— START OF DOCUMENT EXTRACT —

# Campsites in Lake District?



## Col_Buendia (Jun 4, 2006)

[smug Wales forum poster mode]Quiet in 'ere, isn't it?  [/smug Wales forum poster mode]

Well, there's a chance we might be visiting this place called "The Lake District", so I was wondering if any of you northern bods might have recommendations for where to go looking for a nice campsite to pitch up for a few nights. Somewhere handy for walking would be nice. Should be around towards end of June, so if there's anything special happening, that'd be nice to know.

You know, like cheese rolling championships, or whatever you Engllish get up to once yer team's come home from Germany  

Ta!


----------



## sojourner (Jun 4, 2006)

Don't know about anything special happening in the lakes, but you can pretty much pitch up anywhere and be in a lovely place      I once spent a couple of nights in a farmers field in Hawkshead - no facilities other than a bog and an outside sink with 1 tap, and beautiful scenery on all sides - ace!


----------



## blackadder (Jun 4, 2006)

Give us a clue on what activities you want to do, whether you want commerciel camping with onsite entertainment etc.


----------



## joustmaster (Jun 4, 2006)

this place is great
http://www.lakedistrictcamping.co.uk/campsites/northwest/syke_farm.htm

it has a shower and toilet, and is between 2 lakes. Its in the middle of nowhere. and there are a couple of pubs.


----------



## Col_Buendia (Jun 4, 2006)

blackadder said:
			
		

> Give us a clue on what activities you want to do, whether you want commerciel camping with onsite entertainment etc.



Oh god forbid, no! Just looking for somewhere chilled, "close to nature" in that meaningless phrase , somewhere we can enjoy a bit of peace & quiet - not a camping equivalent of Butlins, ta! Somewhere that might give us a flavour of what we've been missing, somewhere we can head off for nice walks during the day etc.

— END OF DOCUMENT EXTRACT —
— START OF COLLECTED MATERIAL —

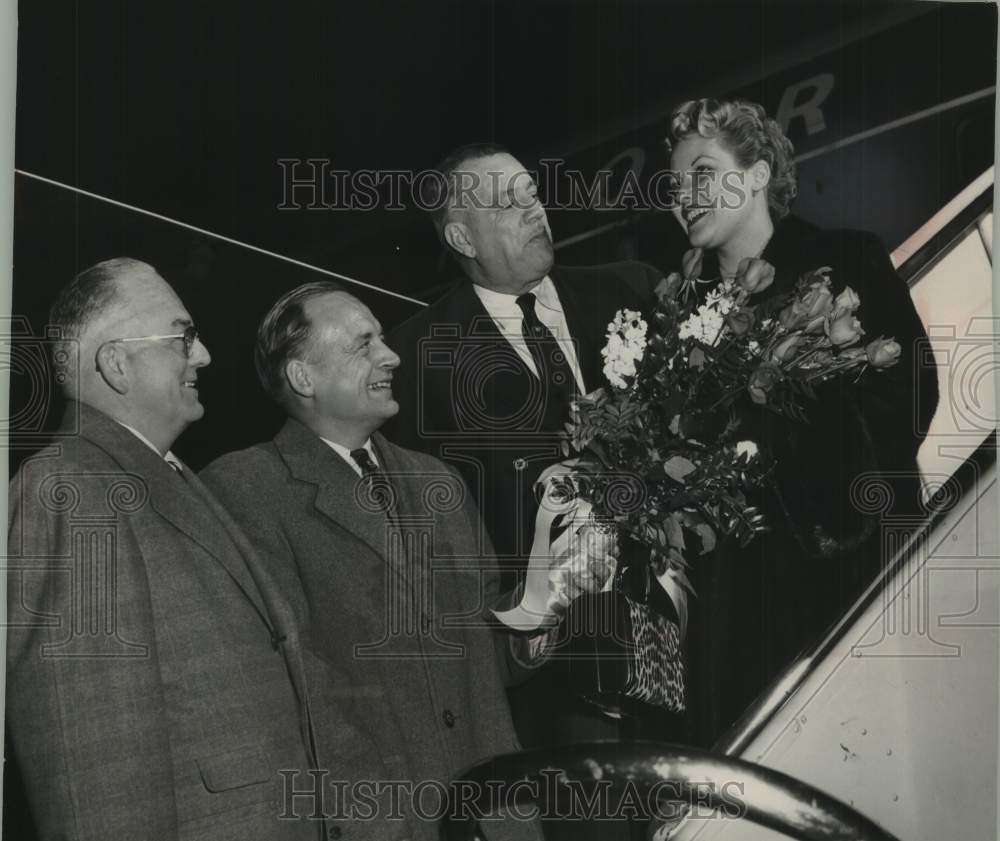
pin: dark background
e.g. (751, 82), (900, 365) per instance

— END OF COLLECTED MATERIAL —

#### WHAT THE TASK ASKS:
Reproduce the Lake District campsite thread from "## sojourner (Jun" up to and including "sides - ace!", with "bog" changed to "toilet".

#### WORKED ANSWER:
## sojourner (Jun 4, 2006)

Don't know about anything special happening in the lakes, but you can pretty much pitch up anywhere and be in a lovely place      I once spent a couple of nights in a farmers field in Hawkshead - no facilities other than a toilet and an outside sink with 1 tap, and beautiful scenery on all sides - ace!